Start of ENTRIES SUPPLIED
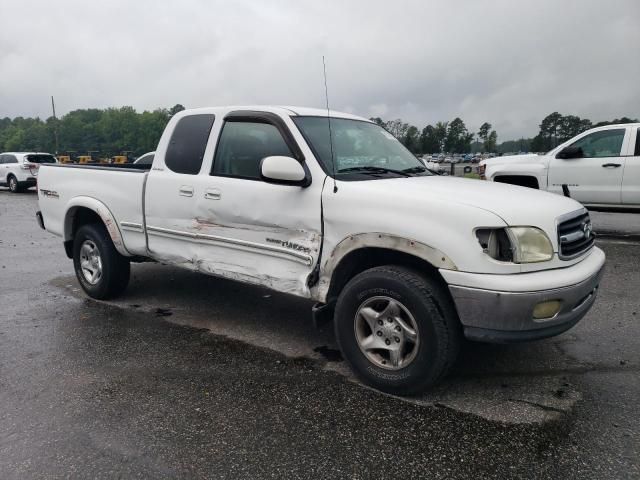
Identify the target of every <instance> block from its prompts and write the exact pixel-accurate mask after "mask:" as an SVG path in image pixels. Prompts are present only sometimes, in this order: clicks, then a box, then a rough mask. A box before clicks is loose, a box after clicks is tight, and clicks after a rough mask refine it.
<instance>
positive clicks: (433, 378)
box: [334, 265, 461, 395]
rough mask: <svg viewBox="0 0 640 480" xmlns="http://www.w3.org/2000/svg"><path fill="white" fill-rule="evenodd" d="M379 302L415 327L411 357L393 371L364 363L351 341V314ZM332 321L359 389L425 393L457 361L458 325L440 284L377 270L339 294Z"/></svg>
mask: <svg viewBox="0 0 640 480" xmlns="http://www.w3.org/2000/svg"><path fill="white" fill-rule="evenodd" d="M380 296H384V297H386V298H391V299H393V300H395V301H396V302H399V303H400V304H402V305H403V306H404V307H406V309H407V311H408V312H409V313H410V314H411V315H412V317H413V320H414V321H415V323H416V326H417V336H418V337H419V342H418V343H417V346H416V347H415V350H416V352H415V353H414V355H415V356H414V357H413V359H412V360H411V361H409V362H408V364H407V365H406V366H404V367H402V366H399V367H396V368H399V369H397V370H389V369H388V368H386V369H385V368H382V367H381V366H379V365H376V363H374V362H373V361H372V360H370V359H369V358H367V356H366V355H365V353H363V351H362V350H361V348H360V346H359V344H358V340H357V338H356V333H355V330H356V327H355V322H356V313H357V312H358V311H359V309H360V306H362V305H364V304H365V302H367V300H368V299H373V301H375V298H380ZM374 297H375V298H374ZM334 319H335V333H336V339H337V341H338V344H339V346H340V349H341V351H342V354H343V356H344V358H345V359H346V360H347V361H348V362H349V364H350V365H351V367H352V368H353V370H354V372H355V373H356V375H357V376H358V377H359V378H360V379H361V380H362V381H363V382H364V383H366V384H368V385H371V386H372V387H374V388H376V389H378V390H381V391H383V392H387V393H392V394H397V395H407V394H412V393H418V392H421V391H424V390H426V389H428V388H430V387H432V386H433V385H435V384H436V383H437V382H438V381H439V380H440V379H442V378H443V377H444V376H445V375H447V373H448V372H449V370H450V369H451V367H452V366H453V364H454V362H455V360H456V357H457V356H458V351H459V348H460V338H461V333H460V322H459V320H458V316H457V313H456V311H455V308H454V306H453V302H452V300H451V297H450V296H449V294H448V292H447V291H446V290H445V287H444V286H443V285H441V283H440V282H437V281H435V280H434V279H432V278H429V277H427V276H425V275H421V274H419V273H417V272H415V271H413V270H411V269H408V268H405V267H401V266H393V265H390V266H383V267H376V268H372V269H370V270H366V271H364V272H362V273H360V274H359V275H356V276H355V277H354V278H353V279H351V281H349V283H347V285H346V286H345V287H344V289H343V290H342V292H341V293H340V296H339V297H338V302H337V304H336V311H335V316H334ZM380 328H382V327H380ZM371 335H373V331H371ZM383 338H384V337H383ZM385 341H386V340H385ZM387 345H389V344H388V343H387Z"/></svg>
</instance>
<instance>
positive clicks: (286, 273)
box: [194, 112, 323, 296]
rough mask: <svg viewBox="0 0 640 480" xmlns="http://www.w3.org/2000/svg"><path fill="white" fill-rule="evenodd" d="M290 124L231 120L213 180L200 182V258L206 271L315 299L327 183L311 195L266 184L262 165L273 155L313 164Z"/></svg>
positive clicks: (233, 119)
mask: <svg viewBox="0 0 640 480" xmlns="http://www.w3.org/2000/svg"><path fill="white" fill-rule="evenodd" d="M287 120H289V123H290V124H291V125H289V124H287V122H286V121H285V119H284V118H283V117H280V116H278V115H276V114H273V113H269V112H231V113H230V114H228V115H227V116H226V117H225V119H224V123H223V125H222V128H221V132H220V135H219V139H218V142H217V147H216V150H215V155H214V158H213V164H212V168H211V174H210V175H200V178H199V180H200V181H201V182H202V186H201V187H198V198H197V199H196V210H195V216H194V217H195V218H194V221H195V222H196V224H197V229H198V238H197V241H198V247H197V259H198V262H199V268H200V269H201V270H203V271H206V272H209V273H213V274H217V275H222V276H225V277H229V278H233V279H237V280H242V281H245V282H248V283H254V284H258V285H263V286H267V287H269V288H272V289H274V290H278V291H282V292H286V293H292V294H295V295H298V296H308V295H309V288H308V286H307V279H308V277H309V274H311V272H312V270H313V268H314V266H315V264H316V261H317V259H318V255H319V250H320V243H321V241H322V238H321V211H320V208H321V207H320V200H321V191H322V183H323V182H322V180H323V176H322V175H319V174H317V175H316V178H312V182H311V185H310V186H308V187H305V188H303V187H299V186H290V185H279V184H273V183H268V182H265V181H263V180H262V179H261V177H260V162H261V160H262V159H263V158H265V157H268V156H274V155H284V156H289V157H293V158H295V159H297V160H298V161H299V162H301V163H303V164H305V162H306V159H305V156H304V154H303V153H302V149H301V148H300V144H298V143H297V141H296V140H295V138H294V135H293V133H292V130H291V129H292V128H293V129H295V127H294V126H293V124H292V122H291V121H290V119H287ZM308 167H309V166H307V168H308ZM311 167H312V168H316V167H317V166H316V165H315V164H314V165H311ZM317 168H319V167H317Z"/></svg>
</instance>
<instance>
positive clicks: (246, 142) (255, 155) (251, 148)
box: [211, 122, 293, 180]
mask: <svg viewBox="0 0 640 480" xmlns="http://www.w3.org/2000/svg"><path fill="white" fill-rule="evenodd" d="M273 155H284V156H287V157H293V154H292V153H291V150H290V149H289V147H288V146H287V144H286V142H285V141H284V138H282V135H280V132H279V131H278V129H277V128H276V127H275V126H273V125H271V124H270V123H261V122H227V123H225V125H224V127H223V129H222V133H221V134H220V140H219V142H218V148H217V149H216V155H215V158H214V160H213V169H212V172H211V174H212V175H219V176H223V177H239V178H247V179H252V180H259V179H260V161H261V160H262V159H263V158H265V157H270V156H273Z"/></svg>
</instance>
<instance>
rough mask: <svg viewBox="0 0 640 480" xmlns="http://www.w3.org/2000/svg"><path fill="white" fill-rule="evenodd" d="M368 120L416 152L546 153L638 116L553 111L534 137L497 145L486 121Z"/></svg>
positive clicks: (497, 135)
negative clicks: (601, 127)
mask: <svg viewBox="0 0 640 480" xmlns="http://www.w3.org/2000/svg"><path fill="white" fill-rule="evenodd" d="M370 120H371V121H373V122H375V123H377V124H378V125H380V126H381V127H383V128H385V129H386V130H387V131H388V132H389V133H391V134H392V135H393V136H395V137H396V138H397V139H398V140H400V142H402V144H403V145H404V146H406V147H407V148H408V149H409V150H411V152H413V153H416V154H422V153H445V152H448V153H470V152H473V153H499V154H501V153H509V152H529V151H531V152H546V151H548V150H551V149H552V148H554V147H556V146H558V145H559V144H561V143H563V142H565V141H567V140H569V139H570V138H573V137H575V136H576V135H578V134H580V133H582V132H584V131H585V130H588V129H590V128H594V127H600V126H603V125H611V124H617V123H635V122H638V120H637V119H632V118H629V117H622V118H616V119H614V120H611V121H602V122H598V123H592V122H591V120H589V119H586V118H580V117H578V116H576V115H562V114H560V113H558V112H553V113H551V114H549V115H547V116H546V117H545V118H544V119H543V120H542V122H541V123H540V125H539V132H538V134H537V135H536V136H535V137H532V138H520V139H519V140H508V141H505V142H502V143H501V144H498V134H497V132H496V131H495V130H493V128H492V126H491V124H490V123H489V122H485V123H483V124H482V125H481V126H480V128H479V129H478V132H476V133H472V132H470V131H469V130H468V129H467V127H466V125H465V123H464V121H463V120H462V119H461V118H460V117H456V118H455V119H453V120H452V121H450V122H436V123H435V125H427V126H426V127H424V128H423V129H422V130H419V129H418V127H416V126H414V125H410V124H408V123H405V122H403V121H402V120H401V119H396V120H390V121H385V120H382V119H381V118H380V117H373V118H371V119H370Z"/></svg>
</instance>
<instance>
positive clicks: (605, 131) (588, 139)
mask: <svg viewBox="0 0 640 480" xmlns="http://www.w3.org/2000/svg"><path fill="white" fill-rule="evenodd" d="M624 133H625V129H624V128H616V129H613V130H603V131H601V132H593V133H590V134H589V135H587V136H585V137H582V138H581V139H580V140H577V141H575V142H573V144H572V145H571V146H572V147H580V148H582V153H583V157H584V158H601V157H619V156H620V151H621V150H622V141H623V140H624Z"/></svg>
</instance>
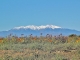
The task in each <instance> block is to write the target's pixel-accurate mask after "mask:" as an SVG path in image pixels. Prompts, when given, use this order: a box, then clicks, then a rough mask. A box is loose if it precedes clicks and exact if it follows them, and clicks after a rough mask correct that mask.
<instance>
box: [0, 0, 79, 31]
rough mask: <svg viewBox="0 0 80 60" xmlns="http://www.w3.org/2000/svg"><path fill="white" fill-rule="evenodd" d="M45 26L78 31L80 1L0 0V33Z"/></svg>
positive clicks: (57, 0)
mask: <svg viewBox="0 0 80 60" xmlns="http://www.w3.org/2000/svg"><path fill="white" fill-rule="evenodd" d="M47 24H52V25H57V26H60V27H63V28H69V29H75V30H80V25H79V24H80V0H0V31H3V30H9V29H11V28H14V27H17V26H27V25H47Z"/></svg>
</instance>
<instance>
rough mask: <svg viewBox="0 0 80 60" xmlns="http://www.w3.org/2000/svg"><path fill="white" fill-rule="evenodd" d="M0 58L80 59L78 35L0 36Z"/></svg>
mask: <svg viewBox="0 0 80 60" xmlns="http://www.w3.org/2000/svg"><path fill="white" fill-rule="evenodd" d="M0 60H80V36H77V35H75V34H71V35H69V36H63V35H62V34H60V35H58V36H52V35H50V34H47V35H46V36H42V33H41V36H40V37H38V36H33V35H32V34H31V35H30V36H24V34H21V37H17V36H13V35H11V34H10V35H9V36H7V37H0Z"/></svg>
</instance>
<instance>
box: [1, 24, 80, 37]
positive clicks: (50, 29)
mask: <svg viewBox="0 0 80 60" xmlns="http://www.w3.org/2000/svg"><path fill="white" fill-rule="evenodd" d="M41 33H42V35H43V36H45V35H46V34H52V35H59V34H62V35H65V36H68V35H70V34H76V35H80V31H77V30H73V29H67V28H61V27H59V26H55V25H45V26H44V25H41V26H35V25H29V26H20V27H15V28H13V29H10V30H8V31H0V36H1V37H6V36H8V35H9V34H12V35H17V36H21V34H24V35H25V36H29V35H30V34H32V35H33V36H40V34H41Z"/></svg>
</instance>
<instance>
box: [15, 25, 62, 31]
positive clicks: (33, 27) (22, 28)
mask: <svg viewBox="0 0 80 60" xmlns="http://www.w3.org/2000/svg"><path fill="white" fill-rule="evenodd" d="M28 28H29V29H32V30H36V29H38V30H39V29H45V28H52V29H55V28H61V27H59V26H55V25H45V26H44V25H41V26H35V25H28V26H20V27H15V28H14V29H28Z"/></svg>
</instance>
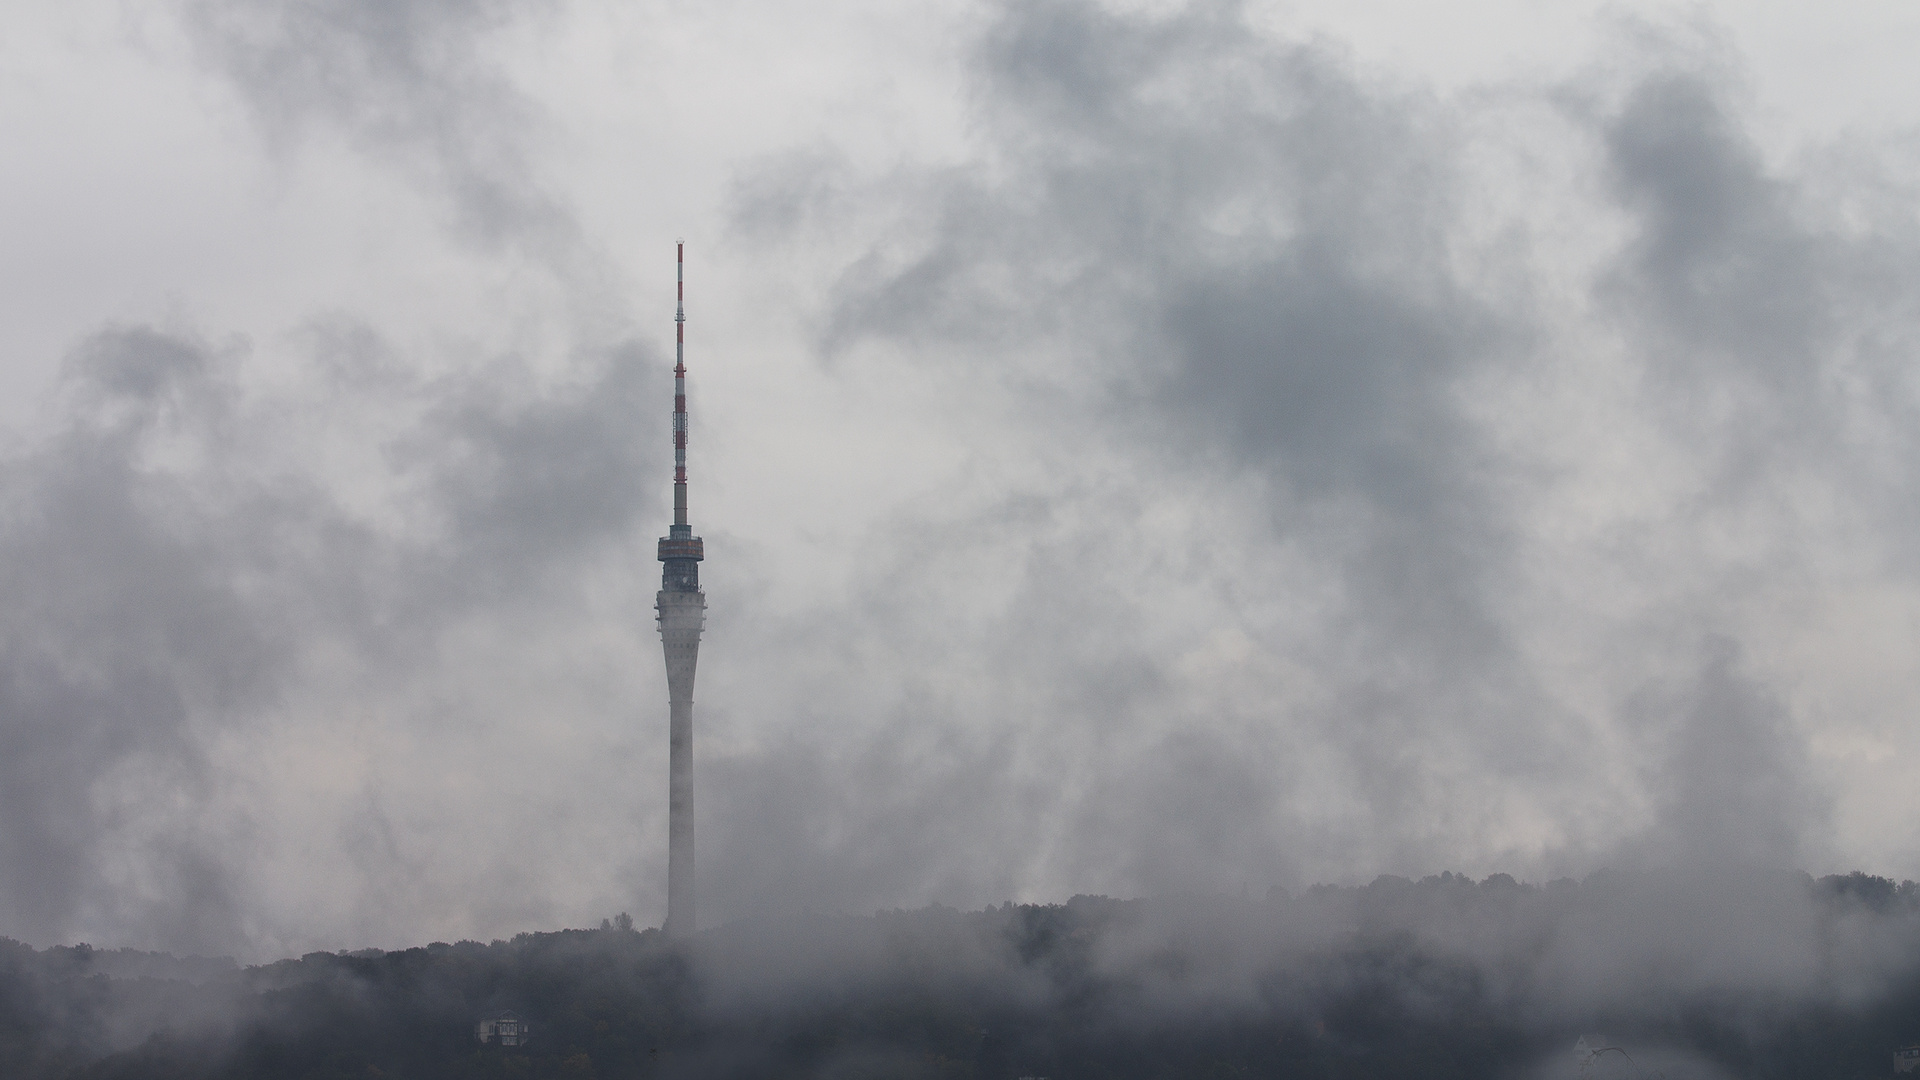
End of ENTRIES SUPPLIED
WORK ITEM: Which lines in the records above include the word "this"? Copy them out.

ANSWER SPACE:
Identify the target of every <instance> block from its prompts and write the exact pixel-accurate mask after "mask:" as an SVG path in image pixels. Prompts are present only sometimes, in this order: clicks, then a box, then a rough mask. A box before clicks is loose, a box after clicks is tight, and clicks after a rough mask refine it.
The task in each <instance> block is to write the target's pixel-accurate mask after "mask:" as an SVG path in image pixels. Prompts, when given, use this order: a box, then clicks, then a rough mask. A box is loose if it precedes clicks and exact if it follows them, and clicks after a rough mask correct that mask.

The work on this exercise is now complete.